▸ TEKS KAJIAN
REPUBLIKA.CO.ID, JERUSALEM -- Pandemi virus korona telah memperburuk situasi yang sudah berat di Yerusalem Timur yang diduduki pada tahun 2020. Menurut pejabat Palestina, kondisi saat ini menjadikan 2020 sebagai tahun tersulit bagi kota itu sejak pendudukannya pada 1967.
Dalam wawancara terpisah dengan Anadolu Agency, para pejabat mengindikasikan bahwa pandemi itu bertepatan dengan eskalasi "Yudaiisasi" melalui pendirian pemukiman baru oleh otoritas Israel. Penghancuran rumah-rumah Palestina dan penangkapan serta deportasi dari Masjid Al-Aqsa, situs yang baru-baru ini sering diserbu oleh pemukim Israel.
Sementara itu, AS terus mendukung Israel terlepas dari pelanggarannya. Presiden AS Donald Trump telah memberikan kedaulatan Israel atas Yerusalem Timur dan secara resmi diumumkan pada Januari lalu.
Sejak itu, otoritas Israel telah meningkatkan rencana untuk membangun permukiman baru sambil menghancurkan lebih banyak rumah Palestina. Selain itu, aktivitas budaya, sosial dan olah raga Palestina juga telah dicegah, pertanda Israel berusaha menjalankan kendali penuh atas kota tersebut.
Direktur Departemen Kartografi Arab Studies Society yang berbasis di Yerusalem, Khalil al-Tafakji mengatakan, 2020 adalah tahun yang sulit menurut semua standar, baik itu terkait dengan proyek permukiman atau pembangunan jalan permukiman, mengusulkan proyek yang mengubah karakter Arab kota, menghancurkan rumah, mengusir warga Palestina dan merebut rumah mereka.
"Semua praktik Israel ditujukan untuk memperkuat klaimnya atas Yerusalem Raya di lapangan dan untuk mencegah kemungkinan negosiasi di masa depan tentang ibu kota Palestina di Yerusalem Timur," kata Al-Tafakji dilansir dari Anadolu, Jumat (25/12).
Israel telah menghancurkan lebih dari 165 bangunan di Yerusalem, kata Kantor PBB untuk Koordinasi Urusan Kemanusiaan (OCHA) awal bulan ini.
Di sisi lain, Kementerian Palestina Urusan Yerusalem memperingatkan dalam pernyataannya, bahwa pihak berwenang Israel berencana membangun lebih dari 17.700 permukiman di kota tersebut.
Sementara itu, sumber lokal mengatakan bahwa pihak berwenang Israel telah memberi tahu beberapa keluarga di dua lingkungan di kota Silwan untuk mengevakuasi rumah mereka dan membuka jalan bagi pemukim baru Israel.
Pelanggaran Al-Aqsa
Direktur Jenderal Departemen Wakaf Islam di Yerusalem, Sheikh Azzam Al-Khatib mengatakan bahwa lebih dari 16.000 pemukim telah menyerbu Masjid Al-Aqsa sejak awal tahun.

▸ CUPLIKAN MATERI
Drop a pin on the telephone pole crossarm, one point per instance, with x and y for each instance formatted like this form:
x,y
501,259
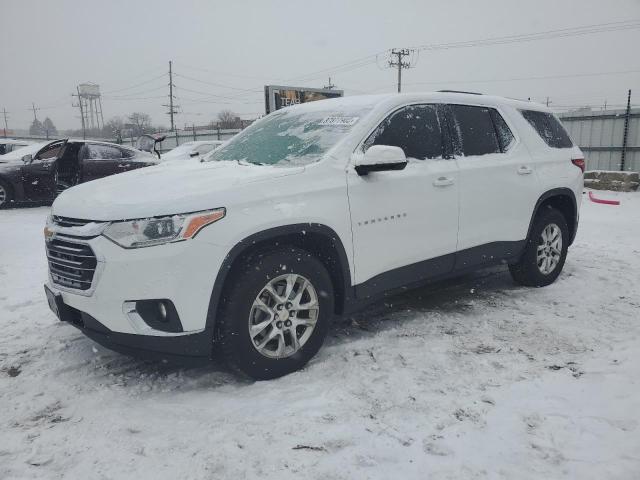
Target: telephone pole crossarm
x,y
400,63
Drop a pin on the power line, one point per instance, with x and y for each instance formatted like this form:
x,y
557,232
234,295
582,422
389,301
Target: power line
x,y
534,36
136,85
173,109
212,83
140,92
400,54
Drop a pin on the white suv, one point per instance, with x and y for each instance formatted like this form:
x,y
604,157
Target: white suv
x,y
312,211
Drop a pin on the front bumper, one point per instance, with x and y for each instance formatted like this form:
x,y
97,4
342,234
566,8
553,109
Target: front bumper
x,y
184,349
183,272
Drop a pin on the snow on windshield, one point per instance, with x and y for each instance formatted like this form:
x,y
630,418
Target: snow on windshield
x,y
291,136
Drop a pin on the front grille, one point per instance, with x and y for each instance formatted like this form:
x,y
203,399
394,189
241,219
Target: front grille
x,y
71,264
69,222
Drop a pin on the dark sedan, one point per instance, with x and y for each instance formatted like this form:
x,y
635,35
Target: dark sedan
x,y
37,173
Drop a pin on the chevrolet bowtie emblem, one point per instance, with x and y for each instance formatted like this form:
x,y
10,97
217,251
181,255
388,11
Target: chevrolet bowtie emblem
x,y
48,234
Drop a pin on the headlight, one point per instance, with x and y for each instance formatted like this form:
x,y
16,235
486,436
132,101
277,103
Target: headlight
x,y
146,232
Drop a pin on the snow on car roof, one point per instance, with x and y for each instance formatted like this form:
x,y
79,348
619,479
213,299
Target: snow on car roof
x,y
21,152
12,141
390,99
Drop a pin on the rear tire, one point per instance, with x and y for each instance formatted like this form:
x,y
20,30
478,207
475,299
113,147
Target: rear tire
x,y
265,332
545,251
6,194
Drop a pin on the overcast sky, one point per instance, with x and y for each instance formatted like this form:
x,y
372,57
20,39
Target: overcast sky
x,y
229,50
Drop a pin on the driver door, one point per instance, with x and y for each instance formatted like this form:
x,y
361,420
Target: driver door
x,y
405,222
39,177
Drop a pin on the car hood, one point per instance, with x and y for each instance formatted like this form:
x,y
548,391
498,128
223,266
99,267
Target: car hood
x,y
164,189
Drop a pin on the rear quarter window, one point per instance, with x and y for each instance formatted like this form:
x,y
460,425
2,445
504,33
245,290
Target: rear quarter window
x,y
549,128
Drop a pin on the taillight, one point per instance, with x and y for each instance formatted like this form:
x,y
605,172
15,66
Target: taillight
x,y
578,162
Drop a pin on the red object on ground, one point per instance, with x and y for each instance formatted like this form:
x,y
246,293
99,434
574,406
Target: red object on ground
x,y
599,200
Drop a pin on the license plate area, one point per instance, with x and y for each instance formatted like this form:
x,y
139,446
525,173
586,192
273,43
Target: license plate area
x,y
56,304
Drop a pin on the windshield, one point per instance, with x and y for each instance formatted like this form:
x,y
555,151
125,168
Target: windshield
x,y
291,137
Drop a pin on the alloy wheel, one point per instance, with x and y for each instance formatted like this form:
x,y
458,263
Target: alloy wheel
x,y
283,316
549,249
---
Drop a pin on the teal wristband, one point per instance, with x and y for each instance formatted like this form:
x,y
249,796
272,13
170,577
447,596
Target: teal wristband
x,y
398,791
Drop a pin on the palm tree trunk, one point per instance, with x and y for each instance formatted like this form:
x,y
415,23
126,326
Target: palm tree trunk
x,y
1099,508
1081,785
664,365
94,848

▸ KEGIATAN 1
Salin persis bagian berita tentang Yerusalem Timur mulai dari "Dalam wawancara terpisah" sampai dengan "pada Januari lalu.", termasuk kata-kata terakhir itu.
▸ KEGIATAN 2
Siapa saja orang yang disebut namanya dalam berita tentang Yerusalem Timur?

▸ JAWABAN 1
Dalam wawancara terpisah dengan Anadolu Agency, para pejabat mengindikasikan bahwa pandemi itu bertepatan dengan eskalasi "Yudaiisasi" melalui pendirian pemukiman baru oleh otoritas Israel. Penghancuran rumah-rumah Palestina dan penangkapan serta deportasi dari Masjid Al-Aqsa, situs yang baru-baru ini sering diserbu oleh pemukim Israel.
Sementara itu, AS terus mendukung Israel terlepas dari pelanggarannya. Presiden AS Donald Trump telah memberikan kedaulatan Israel atas Yerusalem Timur dan secara resmi diumumkan pada Januari lalu.

▸ JAWABAN 2
- Donald Trump
- Khalil al-Tafakji
- Sheikh Azzam Al-Khatib